**ASSIGNMENT:** Using the string "target" as the key, pull each matching line out of the records below.

**SUPPLIED INFORMATION:**
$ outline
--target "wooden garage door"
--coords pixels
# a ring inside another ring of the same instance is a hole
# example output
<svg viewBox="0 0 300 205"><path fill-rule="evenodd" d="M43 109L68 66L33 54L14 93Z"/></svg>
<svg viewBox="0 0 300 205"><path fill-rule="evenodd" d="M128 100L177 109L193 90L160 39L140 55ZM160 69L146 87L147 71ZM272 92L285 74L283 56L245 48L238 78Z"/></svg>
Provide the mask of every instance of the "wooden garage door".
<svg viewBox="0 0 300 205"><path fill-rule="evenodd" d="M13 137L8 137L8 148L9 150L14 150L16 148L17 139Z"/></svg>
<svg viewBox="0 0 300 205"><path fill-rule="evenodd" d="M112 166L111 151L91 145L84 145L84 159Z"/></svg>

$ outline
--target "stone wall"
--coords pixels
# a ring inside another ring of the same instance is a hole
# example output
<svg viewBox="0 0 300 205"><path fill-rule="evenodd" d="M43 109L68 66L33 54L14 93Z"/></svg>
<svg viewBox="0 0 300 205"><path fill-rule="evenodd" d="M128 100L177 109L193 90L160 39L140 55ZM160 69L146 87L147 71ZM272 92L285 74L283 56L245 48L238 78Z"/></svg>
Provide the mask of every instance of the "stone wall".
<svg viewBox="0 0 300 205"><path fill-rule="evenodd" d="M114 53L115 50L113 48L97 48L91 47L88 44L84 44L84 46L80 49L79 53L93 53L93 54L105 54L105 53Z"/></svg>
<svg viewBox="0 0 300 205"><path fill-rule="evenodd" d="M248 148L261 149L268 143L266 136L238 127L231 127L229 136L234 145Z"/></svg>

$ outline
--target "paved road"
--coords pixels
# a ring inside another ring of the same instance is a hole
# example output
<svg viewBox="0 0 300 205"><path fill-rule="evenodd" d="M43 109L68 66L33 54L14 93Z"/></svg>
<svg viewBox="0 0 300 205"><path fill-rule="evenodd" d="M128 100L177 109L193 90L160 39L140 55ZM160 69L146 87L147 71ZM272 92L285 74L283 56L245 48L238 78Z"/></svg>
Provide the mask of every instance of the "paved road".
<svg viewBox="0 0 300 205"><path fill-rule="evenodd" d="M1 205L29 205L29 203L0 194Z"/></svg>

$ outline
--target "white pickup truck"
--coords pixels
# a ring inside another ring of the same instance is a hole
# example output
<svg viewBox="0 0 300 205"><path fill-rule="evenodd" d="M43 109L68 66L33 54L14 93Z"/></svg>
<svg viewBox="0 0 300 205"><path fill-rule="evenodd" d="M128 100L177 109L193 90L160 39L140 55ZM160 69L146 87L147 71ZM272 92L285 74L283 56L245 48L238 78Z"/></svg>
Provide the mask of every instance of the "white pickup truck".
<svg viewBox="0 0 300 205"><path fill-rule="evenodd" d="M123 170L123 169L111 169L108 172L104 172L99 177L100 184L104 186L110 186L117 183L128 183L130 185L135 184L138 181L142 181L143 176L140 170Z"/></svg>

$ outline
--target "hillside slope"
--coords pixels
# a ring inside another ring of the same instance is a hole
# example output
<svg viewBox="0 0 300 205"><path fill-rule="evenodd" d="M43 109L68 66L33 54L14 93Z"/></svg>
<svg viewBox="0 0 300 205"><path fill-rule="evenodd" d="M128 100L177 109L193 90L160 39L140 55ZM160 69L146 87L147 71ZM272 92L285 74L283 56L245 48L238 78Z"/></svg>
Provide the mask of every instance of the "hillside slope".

--

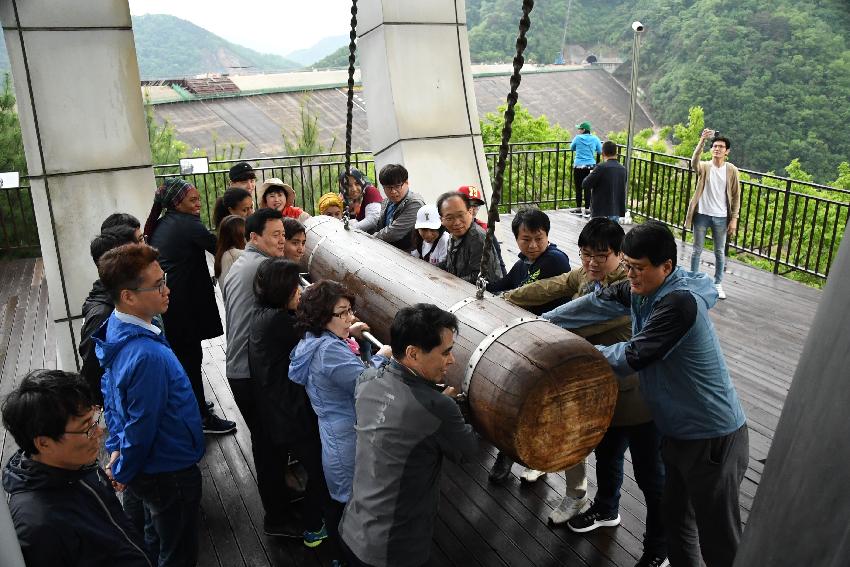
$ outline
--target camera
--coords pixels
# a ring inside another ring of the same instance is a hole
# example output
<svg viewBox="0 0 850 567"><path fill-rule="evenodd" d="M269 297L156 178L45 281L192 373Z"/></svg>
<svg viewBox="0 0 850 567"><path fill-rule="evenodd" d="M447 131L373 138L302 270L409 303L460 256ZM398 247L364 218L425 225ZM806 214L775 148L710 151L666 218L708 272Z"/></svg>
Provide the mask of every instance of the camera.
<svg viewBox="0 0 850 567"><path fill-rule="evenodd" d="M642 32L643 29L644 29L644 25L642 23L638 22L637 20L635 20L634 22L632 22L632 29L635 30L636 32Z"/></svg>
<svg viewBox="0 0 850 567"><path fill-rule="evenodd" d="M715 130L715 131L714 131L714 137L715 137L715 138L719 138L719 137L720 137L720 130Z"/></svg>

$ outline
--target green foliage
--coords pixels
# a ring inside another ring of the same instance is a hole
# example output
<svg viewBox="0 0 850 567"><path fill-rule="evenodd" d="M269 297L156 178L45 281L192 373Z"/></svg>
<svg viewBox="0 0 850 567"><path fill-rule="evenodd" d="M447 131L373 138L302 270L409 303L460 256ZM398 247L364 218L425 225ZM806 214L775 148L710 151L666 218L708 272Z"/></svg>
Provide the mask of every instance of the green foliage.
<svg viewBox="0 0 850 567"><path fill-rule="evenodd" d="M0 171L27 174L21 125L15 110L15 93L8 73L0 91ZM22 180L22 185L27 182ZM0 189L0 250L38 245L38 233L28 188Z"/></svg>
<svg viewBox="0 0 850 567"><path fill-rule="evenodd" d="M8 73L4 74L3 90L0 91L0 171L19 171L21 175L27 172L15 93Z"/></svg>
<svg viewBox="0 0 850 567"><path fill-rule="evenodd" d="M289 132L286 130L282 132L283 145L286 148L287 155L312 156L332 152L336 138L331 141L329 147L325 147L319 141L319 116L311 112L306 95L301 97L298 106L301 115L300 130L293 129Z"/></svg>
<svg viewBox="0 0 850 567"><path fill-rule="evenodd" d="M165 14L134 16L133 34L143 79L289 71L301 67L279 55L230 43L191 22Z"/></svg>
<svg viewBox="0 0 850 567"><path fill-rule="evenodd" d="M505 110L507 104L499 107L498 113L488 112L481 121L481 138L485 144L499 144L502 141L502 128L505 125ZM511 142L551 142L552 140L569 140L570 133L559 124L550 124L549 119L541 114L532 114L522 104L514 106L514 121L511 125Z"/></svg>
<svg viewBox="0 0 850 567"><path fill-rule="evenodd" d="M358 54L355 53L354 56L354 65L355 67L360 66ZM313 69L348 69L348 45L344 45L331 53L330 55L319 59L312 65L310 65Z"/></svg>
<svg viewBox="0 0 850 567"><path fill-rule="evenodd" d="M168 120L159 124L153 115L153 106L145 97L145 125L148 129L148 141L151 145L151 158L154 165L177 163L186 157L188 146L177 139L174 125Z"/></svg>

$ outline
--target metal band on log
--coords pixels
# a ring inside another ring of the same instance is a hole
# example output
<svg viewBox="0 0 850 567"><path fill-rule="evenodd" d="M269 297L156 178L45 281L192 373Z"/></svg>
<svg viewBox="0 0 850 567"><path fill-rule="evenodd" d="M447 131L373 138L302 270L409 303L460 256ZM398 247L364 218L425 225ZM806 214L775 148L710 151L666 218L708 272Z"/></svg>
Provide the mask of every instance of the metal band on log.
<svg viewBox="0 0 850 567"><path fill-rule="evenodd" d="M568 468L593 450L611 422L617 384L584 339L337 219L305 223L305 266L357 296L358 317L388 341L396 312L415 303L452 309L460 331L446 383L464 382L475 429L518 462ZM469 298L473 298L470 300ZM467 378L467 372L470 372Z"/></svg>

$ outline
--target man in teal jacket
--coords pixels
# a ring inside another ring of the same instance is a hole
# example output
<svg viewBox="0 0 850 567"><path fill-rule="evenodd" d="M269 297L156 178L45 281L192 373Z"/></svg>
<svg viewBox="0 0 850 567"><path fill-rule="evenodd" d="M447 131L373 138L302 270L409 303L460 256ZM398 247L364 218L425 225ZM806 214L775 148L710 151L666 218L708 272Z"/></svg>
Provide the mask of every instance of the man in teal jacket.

**OUTPUT OF THE EXERCISE:**
--target "wooden garage door"
--target "stone wall"
--target "paved road"
--target "white pickup truck"
--target "hillside slope"
--target camera
--target green foliage
--target metal band on log
--target man in teal jacket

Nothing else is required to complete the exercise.